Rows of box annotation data
[START]

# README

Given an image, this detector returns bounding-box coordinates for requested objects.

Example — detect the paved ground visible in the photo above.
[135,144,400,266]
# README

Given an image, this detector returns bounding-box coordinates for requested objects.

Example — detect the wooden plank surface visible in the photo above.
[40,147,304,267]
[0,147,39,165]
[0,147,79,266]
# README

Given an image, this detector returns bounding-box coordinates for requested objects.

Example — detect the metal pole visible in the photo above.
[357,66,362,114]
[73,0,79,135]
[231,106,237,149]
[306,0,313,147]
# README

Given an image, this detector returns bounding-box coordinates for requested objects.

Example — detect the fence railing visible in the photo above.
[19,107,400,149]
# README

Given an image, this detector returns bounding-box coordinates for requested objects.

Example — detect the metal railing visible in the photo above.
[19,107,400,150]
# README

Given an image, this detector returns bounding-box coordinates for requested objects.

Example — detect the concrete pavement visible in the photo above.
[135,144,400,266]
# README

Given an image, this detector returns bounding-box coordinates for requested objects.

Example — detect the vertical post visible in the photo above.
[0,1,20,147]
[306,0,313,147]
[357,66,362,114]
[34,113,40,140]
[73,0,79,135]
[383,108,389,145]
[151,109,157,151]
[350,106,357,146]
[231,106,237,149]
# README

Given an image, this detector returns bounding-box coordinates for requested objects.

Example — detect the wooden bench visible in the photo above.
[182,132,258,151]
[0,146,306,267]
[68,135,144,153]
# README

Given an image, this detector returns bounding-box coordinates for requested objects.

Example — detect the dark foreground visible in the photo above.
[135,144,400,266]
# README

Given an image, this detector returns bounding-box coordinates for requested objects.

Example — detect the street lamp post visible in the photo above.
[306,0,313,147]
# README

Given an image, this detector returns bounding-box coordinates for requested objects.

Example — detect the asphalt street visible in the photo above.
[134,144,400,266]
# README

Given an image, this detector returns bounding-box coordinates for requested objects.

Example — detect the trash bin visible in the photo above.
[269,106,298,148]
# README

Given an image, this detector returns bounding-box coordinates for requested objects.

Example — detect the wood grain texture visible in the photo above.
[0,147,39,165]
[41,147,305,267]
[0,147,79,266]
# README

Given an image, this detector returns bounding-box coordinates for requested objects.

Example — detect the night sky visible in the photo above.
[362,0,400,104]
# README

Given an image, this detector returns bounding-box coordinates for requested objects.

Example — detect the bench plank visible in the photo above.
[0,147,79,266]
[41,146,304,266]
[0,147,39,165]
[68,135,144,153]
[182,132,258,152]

[END]

▸ Challenge
Extract every one of the lines above that contains the word "plank". Treat uppercase and lowercase letters as different.

▸ Response
Example — detect the wooden plank surface visible in the photo above.
Example — detect the bench plank visible in the photo above.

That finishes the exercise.